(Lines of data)
+ + + + +

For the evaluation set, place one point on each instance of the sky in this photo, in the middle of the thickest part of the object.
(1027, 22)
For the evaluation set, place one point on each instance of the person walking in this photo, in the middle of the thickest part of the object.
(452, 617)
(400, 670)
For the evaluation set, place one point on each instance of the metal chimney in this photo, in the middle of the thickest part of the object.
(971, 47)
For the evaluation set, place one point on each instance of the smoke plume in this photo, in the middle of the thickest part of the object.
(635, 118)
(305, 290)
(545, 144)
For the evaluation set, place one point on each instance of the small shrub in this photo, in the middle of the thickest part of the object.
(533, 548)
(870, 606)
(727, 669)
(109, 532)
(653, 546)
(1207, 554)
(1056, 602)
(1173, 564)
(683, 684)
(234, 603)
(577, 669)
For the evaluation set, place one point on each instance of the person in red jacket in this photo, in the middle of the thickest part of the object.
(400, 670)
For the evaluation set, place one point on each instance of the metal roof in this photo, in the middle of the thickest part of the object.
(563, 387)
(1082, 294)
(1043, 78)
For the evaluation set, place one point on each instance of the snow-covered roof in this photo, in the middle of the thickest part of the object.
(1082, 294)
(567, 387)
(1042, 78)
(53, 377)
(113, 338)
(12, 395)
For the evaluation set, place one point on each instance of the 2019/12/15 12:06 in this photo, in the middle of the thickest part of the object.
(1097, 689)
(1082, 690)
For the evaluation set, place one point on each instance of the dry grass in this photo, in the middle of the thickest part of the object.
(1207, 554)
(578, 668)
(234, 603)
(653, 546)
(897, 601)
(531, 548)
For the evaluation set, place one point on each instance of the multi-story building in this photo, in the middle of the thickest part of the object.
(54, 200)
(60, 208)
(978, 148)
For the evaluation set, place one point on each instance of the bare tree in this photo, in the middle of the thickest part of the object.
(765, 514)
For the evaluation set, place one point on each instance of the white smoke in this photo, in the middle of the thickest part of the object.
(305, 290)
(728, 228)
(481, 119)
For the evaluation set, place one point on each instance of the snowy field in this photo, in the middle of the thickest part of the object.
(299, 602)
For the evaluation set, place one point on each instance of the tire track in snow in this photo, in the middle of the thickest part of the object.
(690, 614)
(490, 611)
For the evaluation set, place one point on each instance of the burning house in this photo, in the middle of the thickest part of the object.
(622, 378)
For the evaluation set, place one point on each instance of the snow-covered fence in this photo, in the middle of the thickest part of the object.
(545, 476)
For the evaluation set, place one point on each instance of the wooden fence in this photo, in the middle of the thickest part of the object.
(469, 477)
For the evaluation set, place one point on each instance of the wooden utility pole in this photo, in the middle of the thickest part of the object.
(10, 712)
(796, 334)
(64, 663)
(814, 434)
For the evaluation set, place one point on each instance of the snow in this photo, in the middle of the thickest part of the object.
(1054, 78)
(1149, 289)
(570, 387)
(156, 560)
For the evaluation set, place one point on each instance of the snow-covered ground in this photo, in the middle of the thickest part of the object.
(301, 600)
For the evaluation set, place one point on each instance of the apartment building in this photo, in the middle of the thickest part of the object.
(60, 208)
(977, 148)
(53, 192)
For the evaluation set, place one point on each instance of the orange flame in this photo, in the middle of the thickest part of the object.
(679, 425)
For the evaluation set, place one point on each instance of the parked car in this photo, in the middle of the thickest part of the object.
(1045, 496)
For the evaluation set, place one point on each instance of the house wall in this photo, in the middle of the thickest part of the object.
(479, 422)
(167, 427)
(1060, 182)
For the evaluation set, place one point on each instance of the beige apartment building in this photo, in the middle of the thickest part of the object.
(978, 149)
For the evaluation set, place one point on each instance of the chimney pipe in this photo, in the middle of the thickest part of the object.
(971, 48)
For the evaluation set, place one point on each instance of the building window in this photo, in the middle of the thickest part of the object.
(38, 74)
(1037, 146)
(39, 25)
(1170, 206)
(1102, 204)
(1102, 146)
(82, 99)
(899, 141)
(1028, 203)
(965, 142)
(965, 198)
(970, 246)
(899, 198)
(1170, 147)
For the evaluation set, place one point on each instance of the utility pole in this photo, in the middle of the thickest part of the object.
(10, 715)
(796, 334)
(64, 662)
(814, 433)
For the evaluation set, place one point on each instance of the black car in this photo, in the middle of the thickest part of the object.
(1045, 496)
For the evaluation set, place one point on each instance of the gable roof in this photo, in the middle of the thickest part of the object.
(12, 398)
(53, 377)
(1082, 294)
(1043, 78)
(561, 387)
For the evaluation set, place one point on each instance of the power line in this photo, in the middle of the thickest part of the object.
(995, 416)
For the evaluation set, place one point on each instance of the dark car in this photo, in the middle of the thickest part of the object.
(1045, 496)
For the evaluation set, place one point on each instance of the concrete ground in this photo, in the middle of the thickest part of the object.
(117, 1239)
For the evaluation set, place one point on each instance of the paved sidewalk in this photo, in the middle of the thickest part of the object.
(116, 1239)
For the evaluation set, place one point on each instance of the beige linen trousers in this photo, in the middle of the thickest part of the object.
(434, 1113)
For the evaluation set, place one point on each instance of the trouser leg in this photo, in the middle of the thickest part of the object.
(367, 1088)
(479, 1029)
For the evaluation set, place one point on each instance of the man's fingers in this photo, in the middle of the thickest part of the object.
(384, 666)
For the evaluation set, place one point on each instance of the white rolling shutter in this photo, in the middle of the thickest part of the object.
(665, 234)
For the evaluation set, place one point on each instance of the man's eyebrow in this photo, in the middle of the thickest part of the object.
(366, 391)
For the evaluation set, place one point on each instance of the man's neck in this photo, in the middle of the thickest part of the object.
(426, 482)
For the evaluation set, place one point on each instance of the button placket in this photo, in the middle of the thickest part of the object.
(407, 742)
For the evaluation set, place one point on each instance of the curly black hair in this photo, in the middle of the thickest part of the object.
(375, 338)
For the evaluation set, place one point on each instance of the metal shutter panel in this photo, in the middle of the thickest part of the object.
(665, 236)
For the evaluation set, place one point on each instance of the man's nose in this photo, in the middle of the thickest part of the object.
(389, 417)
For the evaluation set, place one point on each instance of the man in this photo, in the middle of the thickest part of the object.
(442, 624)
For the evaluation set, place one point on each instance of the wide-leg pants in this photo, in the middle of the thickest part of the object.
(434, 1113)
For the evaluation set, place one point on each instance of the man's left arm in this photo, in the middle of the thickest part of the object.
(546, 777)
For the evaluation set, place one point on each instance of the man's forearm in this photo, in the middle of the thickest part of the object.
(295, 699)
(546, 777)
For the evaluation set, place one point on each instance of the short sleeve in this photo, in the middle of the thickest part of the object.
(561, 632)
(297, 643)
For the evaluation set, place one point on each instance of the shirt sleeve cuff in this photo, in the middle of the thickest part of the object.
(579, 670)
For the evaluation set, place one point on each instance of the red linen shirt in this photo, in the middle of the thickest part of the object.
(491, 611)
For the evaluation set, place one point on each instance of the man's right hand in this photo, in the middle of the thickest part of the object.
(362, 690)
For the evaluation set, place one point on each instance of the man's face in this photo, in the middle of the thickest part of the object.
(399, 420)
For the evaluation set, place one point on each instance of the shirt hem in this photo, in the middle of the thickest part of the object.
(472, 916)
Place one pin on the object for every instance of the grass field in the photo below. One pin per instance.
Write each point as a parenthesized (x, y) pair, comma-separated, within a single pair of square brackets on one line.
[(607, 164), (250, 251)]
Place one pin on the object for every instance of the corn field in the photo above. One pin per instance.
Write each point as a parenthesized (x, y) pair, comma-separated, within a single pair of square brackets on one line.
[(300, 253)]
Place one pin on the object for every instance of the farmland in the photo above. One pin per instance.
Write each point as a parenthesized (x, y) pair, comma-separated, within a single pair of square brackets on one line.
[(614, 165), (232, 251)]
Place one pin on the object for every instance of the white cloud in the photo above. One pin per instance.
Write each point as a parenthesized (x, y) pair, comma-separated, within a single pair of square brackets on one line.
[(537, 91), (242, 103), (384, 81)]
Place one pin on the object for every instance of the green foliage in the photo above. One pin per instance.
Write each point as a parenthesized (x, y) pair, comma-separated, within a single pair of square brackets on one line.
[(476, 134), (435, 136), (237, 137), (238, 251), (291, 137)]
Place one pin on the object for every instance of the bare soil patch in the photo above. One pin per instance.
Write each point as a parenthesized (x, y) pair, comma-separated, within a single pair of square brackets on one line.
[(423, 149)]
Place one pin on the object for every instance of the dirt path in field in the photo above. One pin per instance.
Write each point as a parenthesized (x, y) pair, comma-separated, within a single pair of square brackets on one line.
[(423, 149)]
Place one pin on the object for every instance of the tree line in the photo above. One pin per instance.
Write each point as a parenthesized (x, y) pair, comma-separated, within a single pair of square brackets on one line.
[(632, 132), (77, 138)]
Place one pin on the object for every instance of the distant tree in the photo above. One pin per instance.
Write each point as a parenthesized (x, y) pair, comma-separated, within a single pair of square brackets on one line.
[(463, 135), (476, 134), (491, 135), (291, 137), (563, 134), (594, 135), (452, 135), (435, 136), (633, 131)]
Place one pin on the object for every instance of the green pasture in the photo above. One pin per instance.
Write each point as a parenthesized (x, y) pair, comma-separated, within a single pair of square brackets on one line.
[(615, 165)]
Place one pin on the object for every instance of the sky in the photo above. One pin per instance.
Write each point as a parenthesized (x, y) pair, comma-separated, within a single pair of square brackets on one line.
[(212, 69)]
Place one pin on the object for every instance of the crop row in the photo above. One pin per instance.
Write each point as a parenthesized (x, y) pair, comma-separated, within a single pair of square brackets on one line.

+ + + + +

* _What to do_
Rewrite every line from the one containing "of the corn" to the one containing "[(614, 165), (232, 251)]", both included, keeping all wording as it is. Multiply each x and y coordinate in the answers by 1.05 and round to the nearest whole number, with halves going up.

* _The reply_
Place one pin on the object for every instance of the corn field in the photo above. One pin per instance.
Write each point as a parenthesized (x, y) pair, comma-separated, within a single pair of square brackets on one line.
[(315, 266)]
Place one pin on the object for every instance of the farmland in the photo above. One pin per instance.
Write each point as a parenthesized (x, y) pair, comma-separated, within a single pair of square brackets on one line.
[(645, 173), (244, 264)]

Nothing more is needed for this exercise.